Required action
From the entries that follow, reproduce exactly and only the lines from the line with "Kindly put a point on every instance of the forearm" to the line with "Kindly put a point on every instance of the olive", endpoints included.

———

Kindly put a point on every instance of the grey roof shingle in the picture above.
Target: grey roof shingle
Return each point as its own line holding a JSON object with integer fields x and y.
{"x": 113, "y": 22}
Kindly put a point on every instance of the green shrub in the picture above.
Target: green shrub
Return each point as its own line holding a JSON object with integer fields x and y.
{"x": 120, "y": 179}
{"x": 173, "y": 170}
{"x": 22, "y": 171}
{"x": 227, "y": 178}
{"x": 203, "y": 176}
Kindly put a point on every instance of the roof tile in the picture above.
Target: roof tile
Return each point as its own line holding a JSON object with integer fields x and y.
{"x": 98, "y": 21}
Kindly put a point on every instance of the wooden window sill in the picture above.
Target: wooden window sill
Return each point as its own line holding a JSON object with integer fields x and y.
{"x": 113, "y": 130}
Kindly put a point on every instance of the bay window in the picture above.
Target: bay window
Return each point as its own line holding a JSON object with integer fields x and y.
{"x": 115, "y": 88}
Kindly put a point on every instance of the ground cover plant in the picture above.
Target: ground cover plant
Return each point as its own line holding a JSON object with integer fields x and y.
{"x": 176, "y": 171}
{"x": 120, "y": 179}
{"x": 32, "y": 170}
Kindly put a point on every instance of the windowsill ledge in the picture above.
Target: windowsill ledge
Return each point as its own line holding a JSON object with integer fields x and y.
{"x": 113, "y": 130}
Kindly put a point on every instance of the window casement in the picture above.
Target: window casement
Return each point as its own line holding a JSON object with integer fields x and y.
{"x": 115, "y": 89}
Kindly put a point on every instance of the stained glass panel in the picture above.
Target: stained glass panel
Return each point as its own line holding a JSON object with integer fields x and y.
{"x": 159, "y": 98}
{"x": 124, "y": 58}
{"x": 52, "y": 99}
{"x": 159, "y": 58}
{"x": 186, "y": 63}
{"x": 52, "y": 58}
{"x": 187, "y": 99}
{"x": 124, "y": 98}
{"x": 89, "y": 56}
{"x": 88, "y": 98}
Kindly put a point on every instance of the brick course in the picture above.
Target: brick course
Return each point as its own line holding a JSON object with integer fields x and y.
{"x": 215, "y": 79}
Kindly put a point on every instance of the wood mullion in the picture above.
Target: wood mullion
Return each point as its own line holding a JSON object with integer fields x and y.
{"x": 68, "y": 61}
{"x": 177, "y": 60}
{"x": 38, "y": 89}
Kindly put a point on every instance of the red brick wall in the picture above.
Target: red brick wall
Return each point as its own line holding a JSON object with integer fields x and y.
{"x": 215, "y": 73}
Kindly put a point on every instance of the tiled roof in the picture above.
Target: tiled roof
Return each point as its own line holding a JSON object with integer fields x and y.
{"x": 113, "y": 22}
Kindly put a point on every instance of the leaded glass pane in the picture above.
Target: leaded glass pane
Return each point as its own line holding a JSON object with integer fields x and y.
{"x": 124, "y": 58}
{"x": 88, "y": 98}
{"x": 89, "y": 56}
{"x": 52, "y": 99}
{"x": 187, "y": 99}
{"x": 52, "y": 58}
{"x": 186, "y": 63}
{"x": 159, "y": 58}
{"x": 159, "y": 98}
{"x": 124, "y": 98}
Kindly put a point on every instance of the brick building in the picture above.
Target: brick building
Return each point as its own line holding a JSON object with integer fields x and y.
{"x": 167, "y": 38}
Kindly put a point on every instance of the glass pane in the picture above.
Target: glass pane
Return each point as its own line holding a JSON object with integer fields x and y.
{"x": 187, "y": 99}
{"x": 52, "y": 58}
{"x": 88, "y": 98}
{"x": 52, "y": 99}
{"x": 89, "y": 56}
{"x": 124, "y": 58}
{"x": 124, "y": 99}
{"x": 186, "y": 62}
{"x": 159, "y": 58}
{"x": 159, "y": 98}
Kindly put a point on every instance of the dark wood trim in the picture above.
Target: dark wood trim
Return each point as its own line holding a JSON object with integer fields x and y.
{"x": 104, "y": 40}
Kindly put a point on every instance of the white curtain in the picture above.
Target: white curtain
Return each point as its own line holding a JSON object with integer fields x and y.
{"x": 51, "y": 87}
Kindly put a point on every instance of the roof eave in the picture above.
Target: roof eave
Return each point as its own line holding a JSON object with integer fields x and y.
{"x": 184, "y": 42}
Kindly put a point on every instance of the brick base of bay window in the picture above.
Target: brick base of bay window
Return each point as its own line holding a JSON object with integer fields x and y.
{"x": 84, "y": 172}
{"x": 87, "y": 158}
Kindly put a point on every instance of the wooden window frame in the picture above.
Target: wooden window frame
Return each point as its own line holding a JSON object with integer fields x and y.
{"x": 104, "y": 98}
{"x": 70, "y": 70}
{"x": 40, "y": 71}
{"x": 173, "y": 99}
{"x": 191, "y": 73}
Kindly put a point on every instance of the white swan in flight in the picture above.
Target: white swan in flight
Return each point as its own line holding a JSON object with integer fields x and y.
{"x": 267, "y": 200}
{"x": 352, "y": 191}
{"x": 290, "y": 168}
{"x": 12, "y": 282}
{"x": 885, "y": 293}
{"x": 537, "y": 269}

———

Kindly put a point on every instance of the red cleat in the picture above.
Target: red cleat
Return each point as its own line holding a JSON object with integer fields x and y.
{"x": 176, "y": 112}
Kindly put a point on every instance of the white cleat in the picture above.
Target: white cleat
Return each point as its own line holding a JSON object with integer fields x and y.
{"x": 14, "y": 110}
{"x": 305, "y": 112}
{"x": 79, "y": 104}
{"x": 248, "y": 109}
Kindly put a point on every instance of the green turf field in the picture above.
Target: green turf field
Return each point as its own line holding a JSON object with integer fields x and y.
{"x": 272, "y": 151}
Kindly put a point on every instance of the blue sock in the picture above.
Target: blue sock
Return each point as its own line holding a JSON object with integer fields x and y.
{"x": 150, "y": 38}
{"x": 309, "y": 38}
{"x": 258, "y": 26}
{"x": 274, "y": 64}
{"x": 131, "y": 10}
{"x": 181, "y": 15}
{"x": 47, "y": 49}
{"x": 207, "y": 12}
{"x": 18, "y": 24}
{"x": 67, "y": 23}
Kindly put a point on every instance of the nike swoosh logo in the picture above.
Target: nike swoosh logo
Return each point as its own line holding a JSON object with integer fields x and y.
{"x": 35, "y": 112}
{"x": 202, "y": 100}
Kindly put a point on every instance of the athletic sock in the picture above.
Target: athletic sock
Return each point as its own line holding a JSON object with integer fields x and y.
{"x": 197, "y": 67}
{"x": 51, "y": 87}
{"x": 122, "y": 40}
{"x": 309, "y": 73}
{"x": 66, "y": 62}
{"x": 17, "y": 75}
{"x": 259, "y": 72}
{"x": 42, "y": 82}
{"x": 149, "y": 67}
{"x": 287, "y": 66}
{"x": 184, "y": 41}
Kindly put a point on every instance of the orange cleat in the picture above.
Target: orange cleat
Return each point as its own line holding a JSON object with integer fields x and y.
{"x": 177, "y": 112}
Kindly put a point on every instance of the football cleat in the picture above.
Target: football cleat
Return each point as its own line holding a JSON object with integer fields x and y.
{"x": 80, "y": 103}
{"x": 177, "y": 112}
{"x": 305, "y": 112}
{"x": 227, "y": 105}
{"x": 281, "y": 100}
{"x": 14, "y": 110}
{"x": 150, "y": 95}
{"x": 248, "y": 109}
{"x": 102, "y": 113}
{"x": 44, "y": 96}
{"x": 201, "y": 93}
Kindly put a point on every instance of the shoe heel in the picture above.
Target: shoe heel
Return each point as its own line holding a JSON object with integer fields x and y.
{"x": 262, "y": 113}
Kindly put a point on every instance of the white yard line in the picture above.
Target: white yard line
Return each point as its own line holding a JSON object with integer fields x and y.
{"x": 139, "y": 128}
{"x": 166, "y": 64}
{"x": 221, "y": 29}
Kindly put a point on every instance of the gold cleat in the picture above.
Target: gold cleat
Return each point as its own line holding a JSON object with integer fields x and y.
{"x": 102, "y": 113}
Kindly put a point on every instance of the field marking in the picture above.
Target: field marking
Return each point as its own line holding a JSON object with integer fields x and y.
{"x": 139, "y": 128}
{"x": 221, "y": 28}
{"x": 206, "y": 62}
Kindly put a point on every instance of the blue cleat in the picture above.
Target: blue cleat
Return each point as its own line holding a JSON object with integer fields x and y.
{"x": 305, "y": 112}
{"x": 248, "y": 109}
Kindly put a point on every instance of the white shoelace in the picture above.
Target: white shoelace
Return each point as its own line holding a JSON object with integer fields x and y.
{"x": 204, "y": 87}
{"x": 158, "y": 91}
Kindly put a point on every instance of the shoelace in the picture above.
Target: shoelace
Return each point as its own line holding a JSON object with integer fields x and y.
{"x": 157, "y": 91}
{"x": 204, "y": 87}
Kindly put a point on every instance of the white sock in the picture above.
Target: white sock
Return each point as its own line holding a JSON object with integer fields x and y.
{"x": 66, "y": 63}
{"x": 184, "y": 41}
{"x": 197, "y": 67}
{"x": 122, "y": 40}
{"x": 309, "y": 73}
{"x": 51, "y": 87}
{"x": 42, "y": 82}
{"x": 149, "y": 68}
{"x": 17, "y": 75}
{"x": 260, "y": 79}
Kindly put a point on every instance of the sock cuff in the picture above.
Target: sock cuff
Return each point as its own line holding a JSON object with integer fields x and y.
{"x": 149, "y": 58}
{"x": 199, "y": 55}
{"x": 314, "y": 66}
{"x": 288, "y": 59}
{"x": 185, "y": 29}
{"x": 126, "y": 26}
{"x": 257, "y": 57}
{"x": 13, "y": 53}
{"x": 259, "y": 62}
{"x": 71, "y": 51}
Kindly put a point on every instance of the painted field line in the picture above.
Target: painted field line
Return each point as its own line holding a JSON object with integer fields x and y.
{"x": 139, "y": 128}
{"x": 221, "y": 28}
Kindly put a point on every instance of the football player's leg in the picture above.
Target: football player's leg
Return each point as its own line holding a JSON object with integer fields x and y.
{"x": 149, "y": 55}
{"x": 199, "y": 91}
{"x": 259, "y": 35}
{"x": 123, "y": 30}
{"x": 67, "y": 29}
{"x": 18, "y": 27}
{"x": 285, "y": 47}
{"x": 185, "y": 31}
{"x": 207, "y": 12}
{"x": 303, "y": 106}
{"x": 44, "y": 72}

———

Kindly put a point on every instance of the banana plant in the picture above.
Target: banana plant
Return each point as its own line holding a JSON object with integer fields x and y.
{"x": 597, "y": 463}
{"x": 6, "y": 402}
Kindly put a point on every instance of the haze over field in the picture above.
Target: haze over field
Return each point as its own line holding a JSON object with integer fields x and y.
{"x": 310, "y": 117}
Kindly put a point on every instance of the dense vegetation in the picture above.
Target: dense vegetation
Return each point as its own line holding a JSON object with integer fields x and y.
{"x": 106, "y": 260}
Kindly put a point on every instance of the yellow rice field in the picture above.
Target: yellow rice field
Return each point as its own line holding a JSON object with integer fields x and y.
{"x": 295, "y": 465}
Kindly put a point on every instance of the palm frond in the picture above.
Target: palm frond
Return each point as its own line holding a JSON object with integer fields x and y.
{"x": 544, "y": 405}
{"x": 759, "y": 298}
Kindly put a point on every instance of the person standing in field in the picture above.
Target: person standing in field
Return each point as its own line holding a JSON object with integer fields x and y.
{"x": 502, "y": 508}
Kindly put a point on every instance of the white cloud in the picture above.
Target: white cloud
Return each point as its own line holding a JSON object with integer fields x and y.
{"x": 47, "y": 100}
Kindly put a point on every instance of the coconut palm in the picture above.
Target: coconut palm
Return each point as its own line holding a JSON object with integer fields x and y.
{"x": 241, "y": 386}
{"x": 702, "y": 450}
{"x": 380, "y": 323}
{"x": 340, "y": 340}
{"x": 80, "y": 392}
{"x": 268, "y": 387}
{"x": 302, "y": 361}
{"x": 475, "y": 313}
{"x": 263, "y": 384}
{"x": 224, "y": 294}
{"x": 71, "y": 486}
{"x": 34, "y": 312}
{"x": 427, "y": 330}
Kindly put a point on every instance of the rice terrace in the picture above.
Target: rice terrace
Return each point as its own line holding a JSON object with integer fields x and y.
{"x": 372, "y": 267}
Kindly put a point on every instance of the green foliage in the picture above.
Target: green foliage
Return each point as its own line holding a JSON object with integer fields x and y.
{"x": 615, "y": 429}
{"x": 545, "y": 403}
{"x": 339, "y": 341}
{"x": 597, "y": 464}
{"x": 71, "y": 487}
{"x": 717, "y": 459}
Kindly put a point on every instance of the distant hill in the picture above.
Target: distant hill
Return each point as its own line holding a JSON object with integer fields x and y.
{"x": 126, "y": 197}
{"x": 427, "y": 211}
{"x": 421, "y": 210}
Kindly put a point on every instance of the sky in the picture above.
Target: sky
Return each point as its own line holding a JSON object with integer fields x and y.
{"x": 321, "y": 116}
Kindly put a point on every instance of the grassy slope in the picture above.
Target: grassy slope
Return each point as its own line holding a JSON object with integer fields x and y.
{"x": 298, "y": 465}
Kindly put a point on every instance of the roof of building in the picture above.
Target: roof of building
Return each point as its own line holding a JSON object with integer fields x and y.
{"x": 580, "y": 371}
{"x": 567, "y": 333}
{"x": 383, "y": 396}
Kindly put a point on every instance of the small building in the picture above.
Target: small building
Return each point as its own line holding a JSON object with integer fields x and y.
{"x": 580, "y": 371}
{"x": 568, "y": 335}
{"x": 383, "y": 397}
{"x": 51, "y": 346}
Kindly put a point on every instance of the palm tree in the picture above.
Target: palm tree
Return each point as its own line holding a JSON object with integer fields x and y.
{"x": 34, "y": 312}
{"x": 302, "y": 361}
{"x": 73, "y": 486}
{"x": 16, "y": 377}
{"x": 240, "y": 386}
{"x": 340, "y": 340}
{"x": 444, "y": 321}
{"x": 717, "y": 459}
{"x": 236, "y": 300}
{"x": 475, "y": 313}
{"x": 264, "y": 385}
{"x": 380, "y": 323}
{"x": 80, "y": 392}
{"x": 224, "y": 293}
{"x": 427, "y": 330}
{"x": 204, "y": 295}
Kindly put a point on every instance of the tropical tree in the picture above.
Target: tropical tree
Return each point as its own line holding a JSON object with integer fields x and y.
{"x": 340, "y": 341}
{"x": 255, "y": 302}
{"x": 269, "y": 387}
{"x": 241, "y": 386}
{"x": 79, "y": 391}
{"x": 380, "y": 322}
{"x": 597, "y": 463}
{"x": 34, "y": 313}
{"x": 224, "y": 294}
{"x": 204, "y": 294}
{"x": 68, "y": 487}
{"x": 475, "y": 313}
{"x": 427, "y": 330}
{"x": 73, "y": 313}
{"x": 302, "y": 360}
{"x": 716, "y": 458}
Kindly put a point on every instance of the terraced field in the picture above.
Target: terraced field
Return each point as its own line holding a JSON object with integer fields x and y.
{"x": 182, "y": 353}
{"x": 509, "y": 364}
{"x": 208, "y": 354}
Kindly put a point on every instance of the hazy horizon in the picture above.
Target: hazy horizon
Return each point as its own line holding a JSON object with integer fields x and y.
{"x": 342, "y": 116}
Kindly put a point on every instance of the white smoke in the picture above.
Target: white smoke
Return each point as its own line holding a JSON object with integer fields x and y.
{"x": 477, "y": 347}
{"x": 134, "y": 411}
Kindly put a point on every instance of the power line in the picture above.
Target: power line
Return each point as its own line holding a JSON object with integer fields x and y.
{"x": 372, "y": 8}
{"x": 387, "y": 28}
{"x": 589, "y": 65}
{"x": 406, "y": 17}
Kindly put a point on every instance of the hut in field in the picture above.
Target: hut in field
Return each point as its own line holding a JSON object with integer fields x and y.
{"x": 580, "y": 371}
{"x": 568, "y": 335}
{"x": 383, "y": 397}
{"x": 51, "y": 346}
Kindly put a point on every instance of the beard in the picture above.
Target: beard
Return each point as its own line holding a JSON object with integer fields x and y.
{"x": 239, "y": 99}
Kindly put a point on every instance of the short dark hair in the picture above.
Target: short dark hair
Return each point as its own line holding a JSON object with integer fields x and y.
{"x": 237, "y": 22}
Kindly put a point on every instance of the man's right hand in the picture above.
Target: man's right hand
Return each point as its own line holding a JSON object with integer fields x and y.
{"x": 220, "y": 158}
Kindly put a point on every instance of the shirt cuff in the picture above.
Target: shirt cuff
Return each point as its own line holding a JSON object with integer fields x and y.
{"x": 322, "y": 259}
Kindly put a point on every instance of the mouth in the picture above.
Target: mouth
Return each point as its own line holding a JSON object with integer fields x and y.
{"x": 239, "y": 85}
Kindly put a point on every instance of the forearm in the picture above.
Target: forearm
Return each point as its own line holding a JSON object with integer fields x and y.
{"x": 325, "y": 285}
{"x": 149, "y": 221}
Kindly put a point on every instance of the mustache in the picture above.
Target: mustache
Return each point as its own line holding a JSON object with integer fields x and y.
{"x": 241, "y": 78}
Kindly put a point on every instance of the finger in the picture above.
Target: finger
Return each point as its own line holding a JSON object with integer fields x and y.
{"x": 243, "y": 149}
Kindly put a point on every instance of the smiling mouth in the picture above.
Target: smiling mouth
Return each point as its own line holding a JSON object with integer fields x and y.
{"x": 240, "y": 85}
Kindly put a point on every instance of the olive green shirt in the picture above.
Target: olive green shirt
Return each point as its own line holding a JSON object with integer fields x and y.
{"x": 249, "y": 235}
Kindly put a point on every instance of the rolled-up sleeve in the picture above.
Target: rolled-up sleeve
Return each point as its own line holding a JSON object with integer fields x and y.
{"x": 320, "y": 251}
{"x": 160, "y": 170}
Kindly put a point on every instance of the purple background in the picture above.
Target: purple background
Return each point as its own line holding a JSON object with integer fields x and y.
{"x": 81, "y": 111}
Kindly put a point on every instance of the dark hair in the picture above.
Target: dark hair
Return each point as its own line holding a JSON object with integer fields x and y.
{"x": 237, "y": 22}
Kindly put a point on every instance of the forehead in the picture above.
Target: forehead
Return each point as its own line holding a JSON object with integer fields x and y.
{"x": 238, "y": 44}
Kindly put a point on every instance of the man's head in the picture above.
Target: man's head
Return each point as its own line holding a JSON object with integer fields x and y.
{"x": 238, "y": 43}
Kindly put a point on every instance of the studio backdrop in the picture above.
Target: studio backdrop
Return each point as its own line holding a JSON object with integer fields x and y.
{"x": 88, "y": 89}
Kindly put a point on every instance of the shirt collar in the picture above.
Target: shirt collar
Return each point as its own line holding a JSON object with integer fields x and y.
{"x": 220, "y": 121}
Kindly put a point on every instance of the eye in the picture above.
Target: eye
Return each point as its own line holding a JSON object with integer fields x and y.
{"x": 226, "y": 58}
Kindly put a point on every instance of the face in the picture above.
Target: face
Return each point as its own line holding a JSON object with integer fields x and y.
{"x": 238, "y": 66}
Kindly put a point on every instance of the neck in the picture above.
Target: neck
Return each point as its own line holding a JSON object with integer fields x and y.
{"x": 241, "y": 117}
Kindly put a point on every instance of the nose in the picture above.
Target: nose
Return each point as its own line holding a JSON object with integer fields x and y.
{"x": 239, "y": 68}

———

Worked solution
Kindly put a point on every instance of the forearm in the picture above.
Target: forearm
Return each point as its own line holding a JSON object with integer fields x and y.
{"x": 325, "y": 285}
{"x": 149, "y": 221}
Kindly put a point on every instance of the mustache in the picture above.
Target: mustache
Return each point as its own line holding a JSON object with integer fields x and y.
{"x": 241, "y": 78}
Kindly put a point on every instance of the finger in the picture above.
Target: finger
Return each point as its own line holding a JSON object with integer fields x and y.
{"x": 243, "y": 149}
Kindly put a point on every instance of the smiling mouth in the picture above.
Target: smiling mouth
Return each point as its own line holding a JSON object with integer fields x and y.
{"x": 240, "y": 85}
Kindly put a point on every instance of the olive green shirt in the picture above.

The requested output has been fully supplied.